> TASK STATEMENT
Among the records, which lines hold the word "sand"? Pick them out.

> Referring expression grounding data
=-=-=

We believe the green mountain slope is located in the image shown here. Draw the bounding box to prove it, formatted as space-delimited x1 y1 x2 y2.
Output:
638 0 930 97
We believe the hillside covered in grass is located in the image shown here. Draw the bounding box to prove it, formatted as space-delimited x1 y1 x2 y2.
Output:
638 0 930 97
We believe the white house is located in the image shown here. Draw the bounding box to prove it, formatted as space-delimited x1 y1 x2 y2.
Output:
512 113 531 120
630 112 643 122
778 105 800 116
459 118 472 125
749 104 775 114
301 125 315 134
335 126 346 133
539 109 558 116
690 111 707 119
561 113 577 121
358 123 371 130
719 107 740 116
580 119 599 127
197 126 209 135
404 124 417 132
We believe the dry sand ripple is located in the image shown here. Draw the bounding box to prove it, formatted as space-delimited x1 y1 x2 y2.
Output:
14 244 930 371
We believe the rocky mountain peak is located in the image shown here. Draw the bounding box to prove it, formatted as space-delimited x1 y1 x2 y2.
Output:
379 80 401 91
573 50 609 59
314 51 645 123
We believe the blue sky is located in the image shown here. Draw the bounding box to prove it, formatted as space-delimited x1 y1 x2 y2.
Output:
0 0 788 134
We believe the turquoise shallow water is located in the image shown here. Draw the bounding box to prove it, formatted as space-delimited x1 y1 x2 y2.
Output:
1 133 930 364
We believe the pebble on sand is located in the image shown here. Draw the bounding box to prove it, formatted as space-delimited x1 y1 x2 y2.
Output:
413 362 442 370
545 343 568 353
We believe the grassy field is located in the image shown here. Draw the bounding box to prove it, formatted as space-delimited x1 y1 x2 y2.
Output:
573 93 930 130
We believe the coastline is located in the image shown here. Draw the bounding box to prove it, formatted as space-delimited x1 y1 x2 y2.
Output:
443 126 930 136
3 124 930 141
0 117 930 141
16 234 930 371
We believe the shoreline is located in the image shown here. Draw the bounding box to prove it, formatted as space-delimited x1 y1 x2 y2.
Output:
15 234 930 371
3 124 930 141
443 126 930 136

=-=-=

> THE COMPLETED TASK
We believe the dry sand ripple is located in the image shown here. Draw the bounding box to prove it, formatted as space-delimited x1 y1 x2 y2.
We believe the pebble on sand is located in the image shown here. Draw the bounding box to prove it, formatted as space-delimited x1 y1 x2 y2.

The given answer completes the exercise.